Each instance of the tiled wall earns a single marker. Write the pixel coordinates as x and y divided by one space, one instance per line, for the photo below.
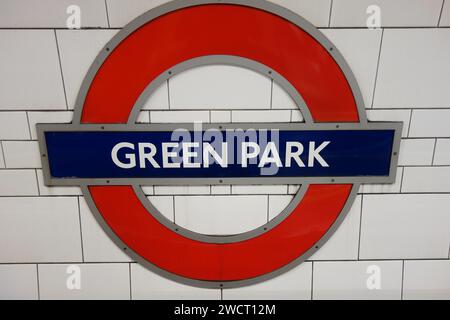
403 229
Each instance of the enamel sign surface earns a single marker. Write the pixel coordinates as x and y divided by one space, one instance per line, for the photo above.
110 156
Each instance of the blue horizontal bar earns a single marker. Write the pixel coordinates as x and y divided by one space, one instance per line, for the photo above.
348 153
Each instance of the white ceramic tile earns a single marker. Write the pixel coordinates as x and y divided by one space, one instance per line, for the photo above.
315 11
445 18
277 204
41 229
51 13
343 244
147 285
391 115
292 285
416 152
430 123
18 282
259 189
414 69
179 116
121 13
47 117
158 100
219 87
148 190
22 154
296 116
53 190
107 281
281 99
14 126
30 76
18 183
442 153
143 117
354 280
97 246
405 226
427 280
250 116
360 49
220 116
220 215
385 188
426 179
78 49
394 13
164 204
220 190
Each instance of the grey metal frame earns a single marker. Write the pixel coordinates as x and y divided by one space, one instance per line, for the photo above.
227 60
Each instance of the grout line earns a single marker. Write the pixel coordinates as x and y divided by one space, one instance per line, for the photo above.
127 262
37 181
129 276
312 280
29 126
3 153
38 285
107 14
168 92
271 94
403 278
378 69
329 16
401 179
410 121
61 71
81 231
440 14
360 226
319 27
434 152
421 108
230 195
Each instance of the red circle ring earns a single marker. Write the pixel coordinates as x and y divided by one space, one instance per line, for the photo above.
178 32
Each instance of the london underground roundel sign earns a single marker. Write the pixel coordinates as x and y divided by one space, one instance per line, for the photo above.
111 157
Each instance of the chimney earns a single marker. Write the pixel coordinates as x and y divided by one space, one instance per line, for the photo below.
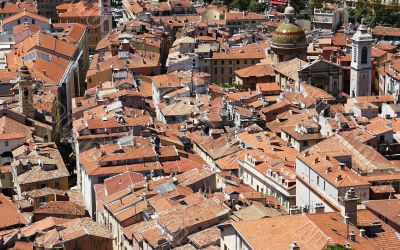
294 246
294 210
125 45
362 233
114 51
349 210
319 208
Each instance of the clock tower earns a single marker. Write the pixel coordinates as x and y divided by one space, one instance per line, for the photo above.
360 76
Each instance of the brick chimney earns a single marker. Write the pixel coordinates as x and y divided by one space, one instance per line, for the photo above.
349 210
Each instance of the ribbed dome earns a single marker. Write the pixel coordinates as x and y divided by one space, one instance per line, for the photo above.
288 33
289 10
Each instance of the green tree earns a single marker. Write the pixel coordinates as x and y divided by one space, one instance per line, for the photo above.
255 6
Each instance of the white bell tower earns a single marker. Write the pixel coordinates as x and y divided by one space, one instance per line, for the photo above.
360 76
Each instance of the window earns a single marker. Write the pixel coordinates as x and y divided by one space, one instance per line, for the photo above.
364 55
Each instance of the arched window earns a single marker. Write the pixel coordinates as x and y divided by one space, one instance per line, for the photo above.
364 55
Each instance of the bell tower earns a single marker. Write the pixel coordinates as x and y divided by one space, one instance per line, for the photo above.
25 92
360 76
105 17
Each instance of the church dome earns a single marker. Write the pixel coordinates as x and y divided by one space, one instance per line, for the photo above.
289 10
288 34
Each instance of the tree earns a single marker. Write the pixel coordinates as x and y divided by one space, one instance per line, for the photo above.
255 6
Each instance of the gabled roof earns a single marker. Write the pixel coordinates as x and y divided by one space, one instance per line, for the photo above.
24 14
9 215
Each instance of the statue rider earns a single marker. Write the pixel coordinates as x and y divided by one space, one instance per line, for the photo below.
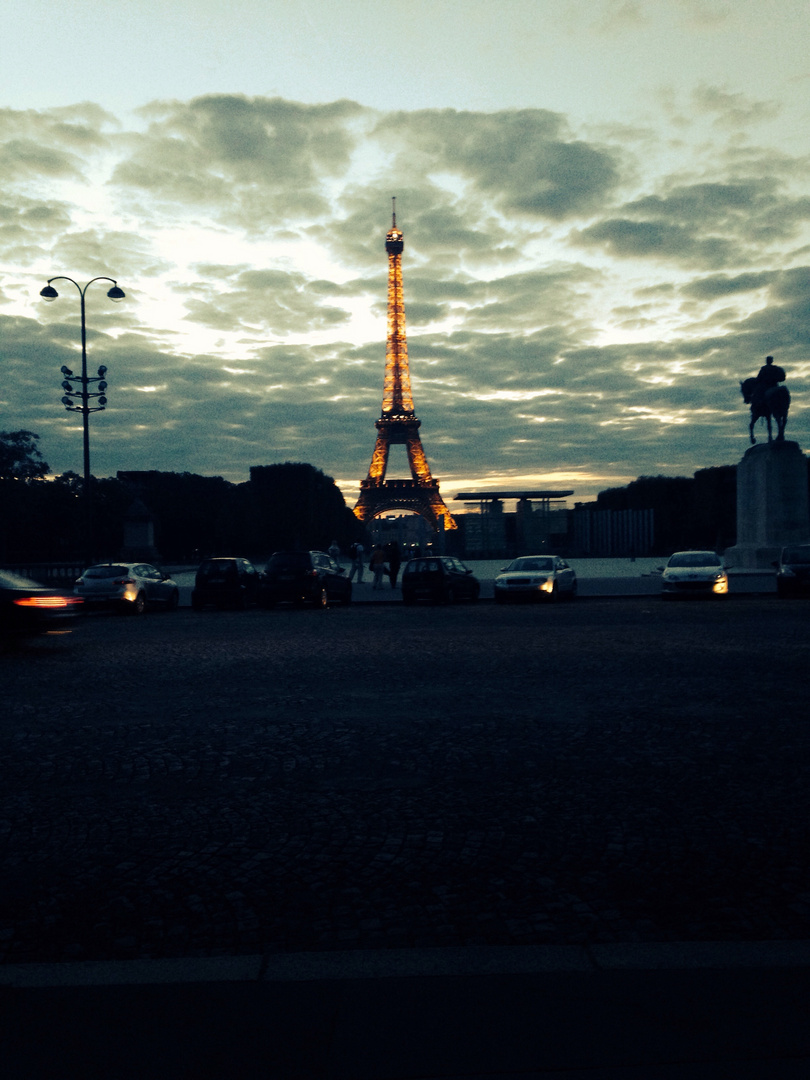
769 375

* * *

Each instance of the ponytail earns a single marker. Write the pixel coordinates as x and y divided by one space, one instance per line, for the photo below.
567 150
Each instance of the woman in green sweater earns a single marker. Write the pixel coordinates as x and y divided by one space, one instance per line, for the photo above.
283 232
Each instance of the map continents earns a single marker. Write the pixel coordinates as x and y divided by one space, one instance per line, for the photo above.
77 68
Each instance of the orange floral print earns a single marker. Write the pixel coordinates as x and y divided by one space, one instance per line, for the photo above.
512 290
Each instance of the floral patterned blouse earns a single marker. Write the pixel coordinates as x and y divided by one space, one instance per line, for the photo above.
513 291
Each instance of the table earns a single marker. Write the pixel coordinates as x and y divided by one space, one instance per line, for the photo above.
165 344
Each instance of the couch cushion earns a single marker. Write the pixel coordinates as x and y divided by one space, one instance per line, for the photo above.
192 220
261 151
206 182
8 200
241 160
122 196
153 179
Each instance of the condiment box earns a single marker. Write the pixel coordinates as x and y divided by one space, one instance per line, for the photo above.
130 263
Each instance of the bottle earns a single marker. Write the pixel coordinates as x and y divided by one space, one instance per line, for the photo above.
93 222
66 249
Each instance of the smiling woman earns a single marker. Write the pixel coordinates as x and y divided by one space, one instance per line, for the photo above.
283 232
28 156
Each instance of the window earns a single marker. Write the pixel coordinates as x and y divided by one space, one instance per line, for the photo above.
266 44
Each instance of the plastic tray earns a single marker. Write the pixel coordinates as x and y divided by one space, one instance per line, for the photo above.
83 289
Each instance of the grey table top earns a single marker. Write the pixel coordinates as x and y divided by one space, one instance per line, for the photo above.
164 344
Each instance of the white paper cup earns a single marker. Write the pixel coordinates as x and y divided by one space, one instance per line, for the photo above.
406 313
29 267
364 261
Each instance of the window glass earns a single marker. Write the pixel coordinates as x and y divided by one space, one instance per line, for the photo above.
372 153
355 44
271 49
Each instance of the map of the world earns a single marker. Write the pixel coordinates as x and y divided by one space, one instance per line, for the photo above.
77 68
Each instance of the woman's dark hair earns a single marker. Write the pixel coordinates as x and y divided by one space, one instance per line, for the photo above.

==

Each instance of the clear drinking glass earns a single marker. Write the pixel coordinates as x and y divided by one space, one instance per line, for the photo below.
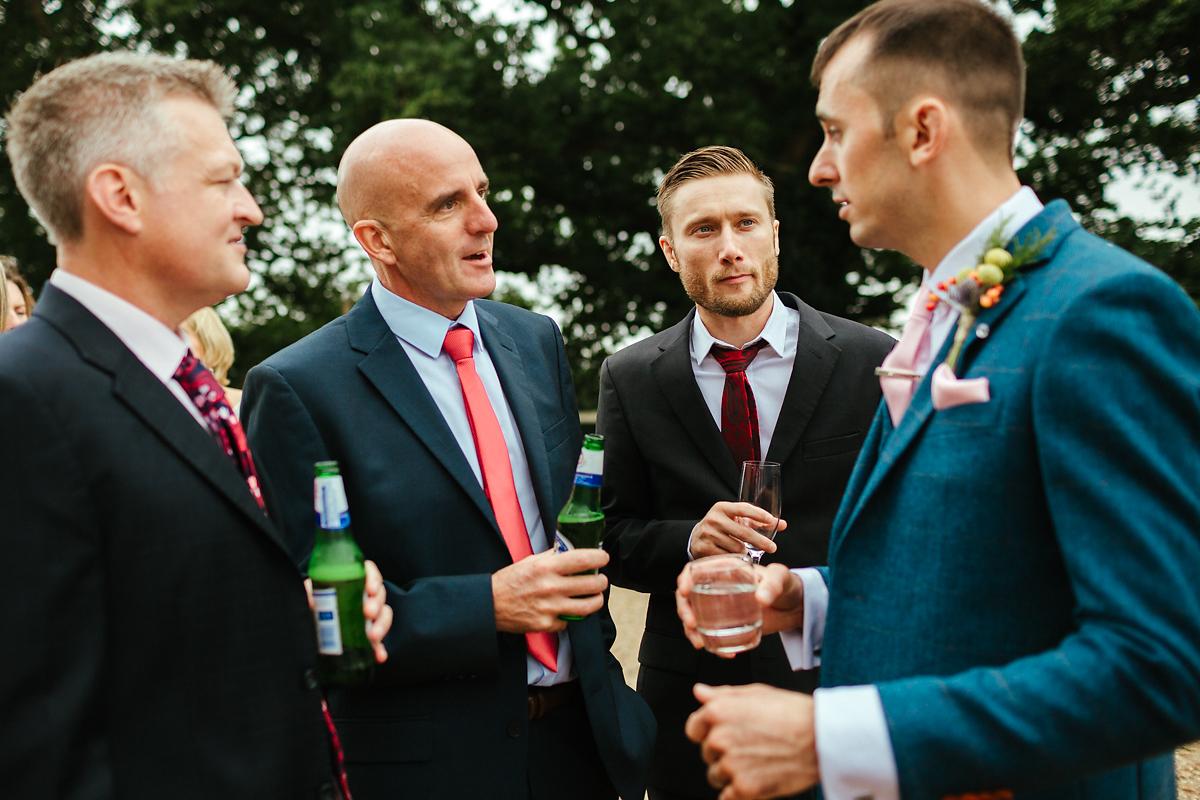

Description of the task:
From the records above, copy out the line with "Each instance of the bottle", the line with "Each instance of the woman's", and every line between them, word for word.

Task response:
Each instance of the bottle earns a single marker. Write the pixel coordinates as x and y divided by one space, one instance per line, for the photo above.
93 222
66 249
Each instance of the smiling woman earns a single marker. Write the pixel coordinates as x and y divided by one space, one instance per line, for the photo above.
283 232
28 156
Each instance of the window earns a single marker. Write the pixel coordinates as x and y divided by one space, one instance per line, for the photo above.
266 44
Each instance of the plastic tray earns a single marker. Write the pixel coordinates as x and y divided by one space, one instance per line, for the photo above.
83 289
Each instance of the grey table top earns a single marker. Write the pixel coordinates as x and y divided by one space, one instance per line, for the photo above.
164 344
Each instance of the white paper cup earns a single marker. Write the pixel coordinates as x and y divided by one space, one instance per line, for the photo above.
406 313
29 267
364 261
Each instance of the window glass earns a single marker. Write the pixel coordinates as x and y divided by one space, one instance per line, for the photo above.
372 153
355 44
271 49
Each instance of the map of the world earns a single marker. Write the pixel coordinates as x and y divided by one space, one instance per line, for the photo above.
77 68
Each instance of the woman's dark hair earns a single marker. Write the pixel coordinates as x and y divided by one space, one instance per line, for the photo above.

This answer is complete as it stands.